_PROBLEEMOMSCHRIJVING_
Kun je het artikel over petroleumlampen in ontwikkelingslanden voortzetten na de laatste zin?
---------- TEKSTFRAGMENT ----------
Petroleumlampen in ontwikkelingslanden walmen bij elkaar net zo hard als de complete internationale scheepvaart. Daarmee leveren ze een veel grotere bijdrage aan het broeikaseffect dan tot nu toe werd aangenomen, melden Amerikaanse onderzoekers in Environmental Science & Technology.

In landen waar geen elektriciteit is, of de stroom vaak uitvalt, worden zulke lampen op grote schaal gebruikt. Ze branden op goedkope kerosine (ook wel aangeduid als paraffine of petroleum) en ze zijn simpel in elkaar te knutselen uit lege blikjes en een stuk textiel als lont. Maar ze hebben twee belangrijke nadelen: ze zijn extreem brandgevaarlijk en ze walmen als een idioot.

Onderzoekers van UC Berkeley en de University of Illinois hebben nu een poging gedaan om die walm wetenschappelijk verantwoord te kwantificeren. Ze kochten petroleumlampen in Oeganda en in Peru, en probeerden die zowel ter plekke uit als thuis in het lab.
---------- INVOERGEGEVENS ----------
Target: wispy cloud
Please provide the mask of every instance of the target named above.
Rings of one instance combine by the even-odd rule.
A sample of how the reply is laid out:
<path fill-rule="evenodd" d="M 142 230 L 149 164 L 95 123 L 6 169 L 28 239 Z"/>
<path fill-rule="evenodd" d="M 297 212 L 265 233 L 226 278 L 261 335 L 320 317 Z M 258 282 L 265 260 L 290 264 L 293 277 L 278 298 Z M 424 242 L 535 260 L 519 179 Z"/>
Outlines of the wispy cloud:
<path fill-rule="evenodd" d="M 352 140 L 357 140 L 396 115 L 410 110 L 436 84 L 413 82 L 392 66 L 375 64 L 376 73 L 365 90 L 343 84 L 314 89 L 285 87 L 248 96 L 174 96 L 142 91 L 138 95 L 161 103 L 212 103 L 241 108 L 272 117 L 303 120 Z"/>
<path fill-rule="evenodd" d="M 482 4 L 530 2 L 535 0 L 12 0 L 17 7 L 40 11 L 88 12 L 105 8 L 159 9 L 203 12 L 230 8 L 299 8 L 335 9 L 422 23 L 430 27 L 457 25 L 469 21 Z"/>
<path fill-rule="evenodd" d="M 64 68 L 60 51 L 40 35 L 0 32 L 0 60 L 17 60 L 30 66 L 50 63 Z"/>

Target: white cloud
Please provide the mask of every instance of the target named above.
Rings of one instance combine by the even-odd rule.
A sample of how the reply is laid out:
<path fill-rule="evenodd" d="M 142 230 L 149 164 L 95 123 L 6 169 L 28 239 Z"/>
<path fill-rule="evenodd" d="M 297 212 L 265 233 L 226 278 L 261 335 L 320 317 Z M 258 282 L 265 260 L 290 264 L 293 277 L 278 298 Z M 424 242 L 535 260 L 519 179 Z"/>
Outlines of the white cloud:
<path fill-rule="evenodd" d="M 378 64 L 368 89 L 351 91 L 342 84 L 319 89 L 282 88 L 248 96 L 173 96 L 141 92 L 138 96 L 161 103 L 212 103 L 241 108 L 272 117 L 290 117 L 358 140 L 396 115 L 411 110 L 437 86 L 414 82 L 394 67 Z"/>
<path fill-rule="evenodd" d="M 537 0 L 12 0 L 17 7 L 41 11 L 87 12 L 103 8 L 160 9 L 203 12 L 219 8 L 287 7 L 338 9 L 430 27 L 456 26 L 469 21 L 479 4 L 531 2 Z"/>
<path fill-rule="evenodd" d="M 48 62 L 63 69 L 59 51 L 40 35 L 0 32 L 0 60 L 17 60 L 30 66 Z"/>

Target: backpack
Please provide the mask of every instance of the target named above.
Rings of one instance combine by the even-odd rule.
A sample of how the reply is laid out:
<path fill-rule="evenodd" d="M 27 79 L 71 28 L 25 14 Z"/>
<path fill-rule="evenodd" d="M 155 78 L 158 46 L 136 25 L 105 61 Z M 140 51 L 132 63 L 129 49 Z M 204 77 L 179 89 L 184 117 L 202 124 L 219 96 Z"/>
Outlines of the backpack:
----------
_RESULTAAT VAN OPDRACHT_
Resultaat: van de kerosine eindigt 7 tot 9 massaprocent in de atmosfeer als ‘black carbon’ oftewel roet. Het is lastig te schatten hoeveel roet dat bij elkaar is, maar op basis van de verkoopcijfers van kerosine komen de onderzoekers uit op een kleine 300 gigagram per jaar, goed voor 7 procent van alle broeikaseffecten door roet.

Waarbij ze aantekenen dat er waarschijnlijk nauwelijks milieuverpesters zijn te vinden die je eenvoudiger uit de wereld kunt helpen. Er zijn immers al goedkope led-lampen op de markt die je kunt opladen met zonne-energie. Het enige wat je hoeft te doen, is wat meer moeite steken in het verspreiden daarvan.